::: Texte sélectionné :::
Joachim Lafosse: la Croisette, à perdre la raison

Le parcours intranquille de Joachim Lafosse à Cannes. © ANNE-CHRISTINE POUJOULAT/AFP via Getty Images
Jean-François Pluijgers
Jean-François Pluijgers Journaliste cinéma

Les Intranquilles, le neuvième long métrage de Joachim Lafosse, sera présenté en compétition à Cannes le 16 juillet prochain. Un événement que le réalisateur bruxellois préface en évoquant ses multiples expériences cannoises. Entretien.

Attablé à une terrasse non loin du boulevard Voltaire, dans le 11e arrondissement parisien, Joachim Lafosse est tout sourire. Et pour cause. Quelques jours plus tôt, la nouvelle est tombée: Les Intranquilles, son neuvième long métrage, est sélectionné en compétition à Cannes. L’aboutissement d’une longue histoire pour le réalisateur bruxellois qui a fréquenté le festival en diverses occasions. Une aventure qu’il retrace pour Focus.
:::
> [Actions à mener]
a. Selon l'article sur Joachim Lafosse à Cannes, à quelle date Les Intranquilles seront-ils présentés en compétition ?
b. Poursuivez l'article sur Joachim Lafosse et le festival de Cannes à partir de sa dernière phrase.
Les données n'interviennent en rien ici.
::: Données extraites :::
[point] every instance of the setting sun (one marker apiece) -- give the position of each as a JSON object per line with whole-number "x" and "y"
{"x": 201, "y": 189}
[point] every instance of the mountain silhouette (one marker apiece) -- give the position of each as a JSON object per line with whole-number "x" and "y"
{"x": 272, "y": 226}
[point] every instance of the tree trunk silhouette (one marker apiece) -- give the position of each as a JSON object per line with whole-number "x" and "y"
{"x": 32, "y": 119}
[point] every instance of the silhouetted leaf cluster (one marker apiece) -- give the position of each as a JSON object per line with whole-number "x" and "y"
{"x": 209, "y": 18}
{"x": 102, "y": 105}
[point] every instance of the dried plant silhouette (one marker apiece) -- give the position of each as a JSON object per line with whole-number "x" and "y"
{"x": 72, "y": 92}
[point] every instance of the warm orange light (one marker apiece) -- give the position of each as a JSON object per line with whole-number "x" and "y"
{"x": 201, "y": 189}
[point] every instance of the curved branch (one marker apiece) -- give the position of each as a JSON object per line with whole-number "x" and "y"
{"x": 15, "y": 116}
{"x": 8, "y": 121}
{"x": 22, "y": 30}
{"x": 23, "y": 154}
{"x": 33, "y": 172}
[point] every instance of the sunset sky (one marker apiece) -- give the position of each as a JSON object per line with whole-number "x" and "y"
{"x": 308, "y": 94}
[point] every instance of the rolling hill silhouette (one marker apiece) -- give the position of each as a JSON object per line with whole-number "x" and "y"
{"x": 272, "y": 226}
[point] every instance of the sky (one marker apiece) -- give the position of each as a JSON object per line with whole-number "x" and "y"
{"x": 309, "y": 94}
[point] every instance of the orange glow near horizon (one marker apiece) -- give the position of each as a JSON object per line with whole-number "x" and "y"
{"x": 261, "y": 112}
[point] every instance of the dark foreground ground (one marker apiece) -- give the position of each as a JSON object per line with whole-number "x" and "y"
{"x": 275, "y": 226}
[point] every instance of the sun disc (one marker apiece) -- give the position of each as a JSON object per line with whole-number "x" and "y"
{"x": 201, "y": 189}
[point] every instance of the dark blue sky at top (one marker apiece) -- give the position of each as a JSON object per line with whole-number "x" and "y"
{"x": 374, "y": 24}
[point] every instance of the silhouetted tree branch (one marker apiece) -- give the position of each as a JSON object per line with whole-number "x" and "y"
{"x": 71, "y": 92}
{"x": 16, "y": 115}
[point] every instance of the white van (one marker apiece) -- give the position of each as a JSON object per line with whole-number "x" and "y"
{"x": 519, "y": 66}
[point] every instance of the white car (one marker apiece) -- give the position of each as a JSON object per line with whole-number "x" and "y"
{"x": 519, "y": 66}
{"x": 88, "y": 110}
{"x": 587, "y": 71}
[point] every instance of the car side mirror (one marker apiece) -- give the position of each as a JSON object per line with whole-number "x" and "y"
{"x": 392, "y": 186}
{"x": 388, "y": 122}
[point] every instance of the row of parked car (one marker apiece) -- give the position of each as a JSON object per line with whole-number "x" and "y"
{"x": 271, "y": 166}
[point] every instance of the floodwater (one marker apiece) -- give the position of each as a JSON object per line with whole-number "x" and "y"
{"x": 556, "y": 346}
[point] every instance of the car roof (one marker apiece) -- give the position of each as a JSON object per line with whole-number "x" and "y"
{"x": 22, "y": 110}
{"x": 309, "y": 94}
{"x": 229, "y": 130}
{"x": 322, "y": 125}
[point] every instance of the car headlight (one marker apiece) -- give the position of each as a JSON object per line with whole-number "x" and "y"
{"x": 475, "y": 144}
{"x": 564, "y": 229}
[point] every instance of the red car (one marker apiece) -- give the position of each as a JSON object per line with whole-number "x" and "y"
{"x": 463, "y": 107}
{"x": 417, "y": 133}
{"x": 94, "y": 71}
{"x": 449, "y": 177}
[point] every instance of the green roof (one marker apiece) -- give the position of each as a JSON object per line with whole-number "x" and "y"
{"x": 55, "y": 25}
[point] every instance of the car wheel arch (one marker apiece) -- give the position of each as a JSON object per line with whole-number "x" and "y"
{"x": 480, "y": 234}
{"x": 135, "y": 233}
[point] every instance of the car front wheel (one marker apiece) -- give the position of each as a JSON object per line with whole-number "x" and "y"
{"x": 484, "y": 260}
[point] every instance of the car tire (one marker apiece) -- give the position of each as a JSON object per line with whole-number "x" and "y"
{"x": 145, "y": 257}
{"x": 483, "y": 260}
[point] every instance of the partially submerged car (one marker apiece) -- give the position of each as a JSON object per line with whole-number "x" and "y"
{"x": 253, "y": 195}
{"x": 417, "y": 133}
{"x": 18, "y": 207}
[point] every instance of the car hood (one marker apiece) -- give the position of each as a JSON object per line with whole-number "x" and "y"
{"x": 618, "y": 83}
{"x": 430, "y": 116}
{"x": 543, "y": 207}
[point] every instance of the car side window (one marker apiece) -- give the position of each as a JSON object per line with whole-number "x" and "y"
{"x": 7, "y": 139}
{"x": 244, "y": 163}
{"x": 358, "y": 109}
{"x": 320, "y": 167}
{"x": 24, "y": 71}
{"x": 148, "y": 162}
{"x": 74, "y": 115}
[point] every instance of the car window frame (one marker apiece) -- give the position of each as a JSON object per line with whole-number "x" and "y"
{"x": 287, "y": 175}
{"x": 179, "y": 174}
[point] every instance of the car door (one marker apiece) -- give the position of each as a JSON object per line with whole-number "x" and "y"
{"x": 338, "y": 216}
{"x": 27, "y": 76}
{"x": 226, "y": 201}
:::
> [Réponses attendues]
a. Le 16 juillet.

b.
2005. L’Atelier du Festival de Cannes.

« Ma première histoire cannoise, c’est l’Atelier, où je suis invité en 2005, sur sélection du scénario d’Élève libre , et où je me retrouve avec Mahamat-Saleh Haroun, qui est en compétition cette année avec Lingui, et Lisandro Alonso. C’est la première année de l’Atelier, et Thierry Frémaux nous accueille la veille pour nous expliquer ses intentions, avant de décider de faire une photo avec le jury de la compétition. À l’époque, j’ai juste tourné Folie privée, la photo passe dans Le Soir, et les gens qui la voient en Belgique m’appellent pour me demander ce que je fous là. En même temps, ça s’est avéré très intéressant, parce que c’est à ce moment-là que j’ai pu rencontrer Martine de Clermont-Tonnerre, la future productrice française de Nue propriété. J’ai multiplié les rendez-vous tous les matins pendant deux semaines, et ça m’a donné un aperçu de l’état des lieux de la profession, et les après-midi, je voyais les films de la compétition, le pied! »

2008. Élève libre, Quinzaine des Réalisateurs.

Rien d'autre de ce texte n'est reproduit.